--- Set of tasks ---
1. Reproduce the passage from the TPC benchmark page word for word, starting at "The purpose of" and ending at "the benchmark models.".
2. Using the TPC benchmark page, answer each question briefly:
(a) On what date did the TPC release the TPCx-IoT benchmark results?
(b) In what month and year was the TPC established?
(c) What three qualities does the page give for the performance data that TPC benchmarks aim to provide?

--- Excerpt provided ---
────────────────────────────────────────

On August 6th, 2024, the Transaction Processing Performance Council (TPC) released TPCx-IoT benchmark results, highlighting TimechoDB (based on Apache IoTDB) for setting new records in both performance and system costs.[1]
TPCx-IoT Top Performance Results
What Is TPC?
The TPC is a non-profit organization established in August 1988. It focuses on creating industry standards for data-centric workloads and providing vendor-neutral performance data to the industry.[2] Over the past decades, the TPC has had a significant impact on the computing industry’s use of industry-standard benchmarks, and its benchmark test is by far the most authoritative yardstick of the functionality and performance of databases worldwide.
The purpose of TPC benchmarks is to provide relevant, objective, and verifiable performance data to industry users. To achieve that purpose, the TPC Benchmark Specifications require that benchmark tests be implemented with systems, products, technologies and pricing that:
Are commercially available;
Are generally available to all users;
Are relevant to the market segment that the individual TPC benchmark models;
Would plausibly be implemented by a significant number of users in the market segment the benchmark models.
Why Is TPCx-IoT Important?

────────────────────────────────────────

--- Information supplied ---

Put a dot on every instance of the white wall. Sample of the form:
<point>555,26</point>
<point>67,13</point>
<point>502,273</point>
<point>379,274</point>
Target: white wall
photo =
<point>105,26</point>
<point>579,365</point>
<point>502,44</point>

────────────────────────────────────────

--- Outputs for the tasks ---
1.
The purpose of TPC benchmarks is to provide relevant, objective, and verifiable performance data to industry users. To achieve that purpose, the TPC Benchmark Specifications require that benchmark tests be implemented with systems, products, technologies and pricing that:
Are commercially available;
Are generally available to all users;
Are relevant to the market segment that the individual TPC benchmark models;
Would plausibly be implemented by a significant number of users in the market segment the benchmark models.

2.
(a) August 6th, 2024
(b) August 1988
(c) Relevant, objective, and verifiable